All of lore.kernel.org
 help / color / mirror / Atom feed
From: Mike Snitzer <snitzer@kernel.org>
To: Yang Yang <yang.yang@vivo.com>
Cc: Alasdair Kergon <agk@redhat.com>,
	Mikulas Patocka <mpatocka@redhat.com>,
	dm-devel@lists.linux.dev, linux-kernel@vger.kernel.org
Subject: Re: [RFC PATCH] dm: Avoid sending redundant empty flush bios to the same block device
Date: Thu, 9 May 2024 10:20:42 -0400	[thread overview]
Message-ID: <ZjzbuuGKqEJxScRY@redhat.com> (raw)
In-Reply-To: <20240422100540.2213-1-yang.yang@vivo.com>

On Mon, Apr 22, 2024 at 06:05:40PM +0800, Yang Yang wrote:
> __send_empty_flush() sends empty flush bios to every target in the
> dm_table. However, if the num_targets exceeds the number of block
> devices in the dm_table's device list, it could lead to multiple
> invocations of __send_duplicate_bios() for the same block device.

Data section:
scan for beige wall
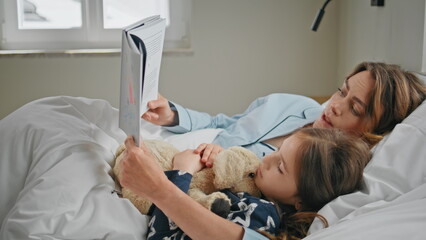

Tasks and exercises:
[1] In the mailing list message about redundant empty flush bios, why could __send_duplicate_bios() be invoked more than once for the same block device? Answer in one to three sentences.
[2] Resume the mailing list message about redundant empty flush bios, starting after its last line.

The answers:
[1] __send_empty_flush() sends empty flush bios to every target in the dm_table. If num_targets exceeds the number of block devices in the dm_table's device list, this can lead to multiple invocations of __send_duplicate_bios() for the same block device.

[2]
> Typically, a single thread sending numerous empty flush bios to one
> block device is redundant, as these bios are likely to be merged by the
> flush state machine. In scenarios where num_targets significantly
> outweighs the number of block devices, such behavior may result in a
> noteworthy decrease in performance.
> 
> This issue can be reproduced using this command line:
>   for i in {0..1023}; do
>     echo $((8000*$i)) 8000 linear /dev/sda2 $((16384*$i))
>   done | dmsetup create example

Only _one_ dm_dev will be created for this example: /dev/sda2
So your bitmap is looking at a single bit.

> With this fix, a random write with fsync workload executed with the
> following fio command:
> 
>   fio --group_reporting --name=benchmark --filename=/dev/mapper/example \
>       --ioengine=sync --invalidate=1 --numjobs=16 --rw=randwrite \
>       --blocksize=4k --size=2G --time_based --runtime=30 --fdatasync=1
> 
> results in an increase from 857 KB/s to 30.8 MB/s of the write
> throughput (3580% increase).
> 
> Signed-off-by: Yang Yang <yang.yang@vivo.com>

I'm including my original fine-grained review comments inlined below
BUT, having wasted time reviewing this patch I'm left with the
conclusions:

1) this patch has serious issues.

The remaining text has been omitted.